======== Listed entries
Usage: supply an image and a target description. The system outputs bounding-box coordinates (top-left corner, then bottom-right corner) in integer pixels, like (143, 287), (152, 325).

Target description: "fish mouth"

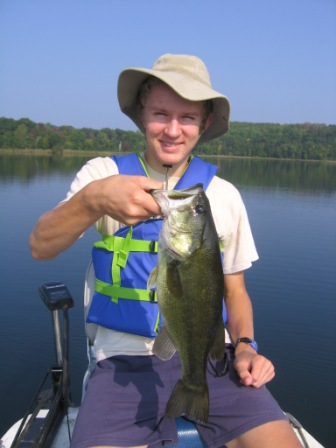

(151, 184), (203, 216)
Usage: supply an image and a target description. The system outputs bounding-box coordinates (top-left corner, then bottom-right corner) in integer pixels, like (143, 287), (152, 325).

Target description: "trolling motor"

(11, 282), (74, 448)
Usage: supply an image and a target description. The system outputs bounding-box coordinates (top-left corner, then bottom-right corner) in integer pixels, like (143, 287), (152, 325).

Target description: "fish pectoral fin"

(209, 319), (225, 361)
(153, 326), (176, 361)
(147, 266), (158, 289)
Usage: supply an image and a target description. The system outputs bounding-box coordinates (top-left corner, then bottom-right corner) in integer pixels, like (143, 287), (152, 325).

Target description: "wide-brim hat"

(118, 54), (230, 142)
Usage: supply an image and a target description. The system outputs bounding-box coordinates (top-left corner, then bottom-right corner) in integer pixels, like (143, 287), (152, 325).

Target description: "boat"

(0, 263), (324, 448)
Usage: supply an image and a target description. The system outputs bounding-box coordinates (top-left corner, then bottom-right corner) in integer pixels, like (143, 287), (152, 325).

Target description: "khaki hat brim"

(118, 68), (230, 142)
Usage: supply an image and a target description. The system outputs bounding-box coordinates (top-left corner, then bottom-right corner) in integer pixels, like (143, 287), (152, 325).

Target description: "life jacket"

(87, 153), (224, 337)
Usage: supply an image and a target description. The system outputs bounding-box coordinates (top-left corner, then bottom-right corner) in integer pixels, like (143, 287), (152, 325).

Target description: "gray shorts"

(71, 346), (286, 448)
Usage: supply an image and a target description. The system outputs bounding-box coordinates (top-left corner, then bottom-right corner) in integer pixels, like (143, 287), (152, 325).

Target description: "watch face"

(236, 338), (258, 352)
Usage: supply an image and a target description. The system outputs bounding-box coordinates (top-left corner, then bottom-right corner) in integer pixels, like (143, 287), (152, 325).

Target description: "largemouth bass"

(148, 184), (225, 422)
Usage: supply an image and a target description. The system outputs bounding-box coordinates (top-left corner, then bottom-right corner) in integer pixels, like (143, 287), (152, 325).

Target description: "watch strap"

(236, 337), (258, 352)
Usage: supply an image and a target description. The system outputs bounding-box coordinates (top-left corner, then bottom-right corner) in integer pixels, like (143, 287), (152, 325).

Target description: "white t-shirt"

(66, 157), (258, 360)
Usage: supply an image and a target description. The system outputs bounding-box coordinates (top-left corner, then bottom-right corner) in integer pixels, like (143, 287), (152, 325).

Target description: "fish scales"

(150, 185), (225, 422)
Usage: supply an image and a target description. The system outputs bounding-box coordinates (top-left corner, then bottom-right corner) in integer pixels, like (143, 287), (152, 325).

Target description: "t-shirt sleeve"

(207, 177), (259, 274)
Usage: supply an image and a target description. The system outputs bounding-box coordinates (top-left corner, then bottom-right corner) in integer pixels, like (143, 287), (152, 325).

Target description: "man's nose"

(165, 118), (181, 137)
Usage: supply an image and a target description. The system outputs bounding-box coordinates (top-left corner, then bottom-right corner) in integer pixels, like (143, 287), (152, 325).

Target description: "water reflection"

(0, 155), (336, 192)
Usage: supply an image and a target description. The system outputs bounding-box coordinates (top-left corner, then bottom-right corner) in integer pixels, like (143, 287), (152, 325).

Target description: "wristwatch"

(236, 338), (258, 352)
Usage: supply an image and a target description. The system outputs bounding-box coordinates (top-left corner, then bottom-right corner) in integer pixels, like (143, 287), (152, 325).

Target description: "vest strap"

(96, 279), (157, 303)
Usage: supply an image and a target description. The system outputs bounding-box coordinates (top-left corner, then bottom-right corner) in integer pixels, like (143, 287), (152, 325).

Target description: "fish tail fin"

(210, 319), (225, 361)
(166, 380), (209, 423)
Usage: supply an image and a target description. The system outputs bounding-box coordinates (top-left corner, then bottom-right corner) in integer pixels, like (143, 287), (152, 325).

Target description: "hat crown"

(152, 53), (211, 88)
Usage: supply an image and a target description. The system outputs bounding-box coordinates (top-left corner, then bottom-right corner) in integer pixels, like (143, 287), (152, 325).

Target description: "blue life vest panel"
================
§ Your goal: Swap "top-left corner" for "upper-left corner" in every one of the items above, changing nothing else. Leave the pictures out of your version.

§ Task output:
Usage: supply an image and a target description. The system outputs bounding-box coordinates (upper-left corner, then bottom-right corner) in integer pixels, like (143, 287), (152, 325).

Target description: "fish mouth"


(151, 184), (203, 216)
Usage: supply an image and a target description. The system outputs bounding-box coordinates (upper-left corner, then bottom-right corner) in integer pixels, like (143, 287), (152, 325).

Target description: "trolling motor"

(11, 282), (74, 448)
Usage: supply an image and a target description. The system outputs bounding-box coordinates (upper-left corner, then bottom-right corner) in integer pixels, like (143, 287), (152, 325).

Target description: "fish pectoral fin"

(209, 319), (225, 361)
(153, 326), (176, 361)
(147, 266), (158, 289)
Usage: supply an image and a target description. The system outputs bounding-box coordinates (upper-left corner, then bottom-right corner) in integer pixels, like (143, 287), (152, 325).

Target description: "wide-brim hat"

(118, 54), (230, 142)
Usage: supply an image and a target description. The system outputs bounding-box coordinates (upper-left corner, then bottom-right corner) in integer pixels, like (143, 287), (152, 325).

Target description: "boat"

(0, 263), (324, 448)
Usage: supply an image and a target description. The system outputs bounding-box coordinates (upper-left corner, then bottom-right corner) in integer pixels, like (143, 287), (152, 325).

Target description: "khaki hat brim"

(118, 68), (230, 142)
Usage: supply an image and a target description. The system outputs bounding-box coordinates (upper-left corner, then bottom-right corner) in integer pixels, like (143, 287), (152, 325).

Target description: "life jacket"

(87, 153), (224, 337)
Usage: supply an image and a target description. The system outputs bounding-box coordinates (upper-left corner, then bottom-right corner) in integer pixels, like (143, 287), (152, 325).

Target description: "gray shorts"

(71, 346), (286, 448)
Usage: supply an image and a target description. The system outputs bounding-box coordinates (upper-left corner, then bottom-right corner) in integer pixels, like (143, 287), (152, 325).

Target description: "watch face"

(236, 338), (258, 352)
Usage: supply an image and a target description. The system outputs bounding-box coordinates (upper-left corner, then bottom-right corner) in integer pixels, like (143, 287), (152, 325).

Target description: "largemouth bass"

(148, 184), (225, 422)
Usage: supply an image and a target description. The system outputs bounding-box coordinates (upper-left corner, then bottom-right corner) in integer pixels, like (143, 287), (152, 325).

Target description: "watch strap"

(236, 337), (258, 352)
Usage: supply an image and a target description. The system outputs bounding-box coordinates (upper-left corner, then bottom-right corner) in integer pixels, like (143, 287), (152, 325).

Target description: "white t-shirt"

(66, 157), (258, 360)
Usage: supply an image and a target description. The system outputs bounding-box coordinates (upper-left corner, then bottom-right corner) in integer pixels, like (143, 287), (152, 325).

Target description: "fish scales"

(150, 185), (225, 422)
Usage: supply an image and a target description. The system outputs bounding-box coordinates (upper-left corner, then bottom-right corner) in integer pixels, like (143, 287), (152, 325).

Target description: "t-shirt sleeve"

(207, 177), (259, 274)
Usage: supply an image and a target description. The system outputs bounding-box coordinates (upper-left corner, then bottom-right corner) in integer pixels, like (143, 287), (152, 325).

Target description: "man's nose"

(165, 118), (181, 137)
Usage: supply an image and a target description. The system outputs bounding-box coordinates (upper-left corner, then bottom-right corner) in integer pixels, like (143, 287), (152, 325).

Target description: "water reflection"

(0, 155), (336, 192)
Usage: supply an image and a target description. The system outputs bounding-box coordinates (upper-left corner, then bottom-right corner) in integer pixels, like (143, 287), (152, 325).

Target description: "wristwatch"

(236, 338), (258, 352)
Usage: supply an image and a target description. The system outputs bounding-box coordinates (upper-left corner, then bottom-right corner) in integer pixels, like (143, 287), (152, 325).

Target description: "vest strap"

(96, 279), (157, 303)
Usage: supply an image and a target description. The system outputs bounding-box coordinates (upper-left corner, then bottom-right corner) in integer pixels, like (143, 287), (152, 325).

Target description: "fish tail fin"

(210, 319), (225, 361)
(166, 380), (209, 423)
Usage: supply an image and a target description. The system outputs bounding-box coordinates (upper-left corner, then bottom-right corner) in integer pixels, like (143, 287), (152, 325).

Target description: "hat crown"

(152, 53), (211, 88)
Usage: supply an image and a target description. The system outputs bounding-box coordinates (upper-left corner, then bottom-right corner) in integer pixels, like (143, 287), (152, 325).

Target description: "blue life vest panel"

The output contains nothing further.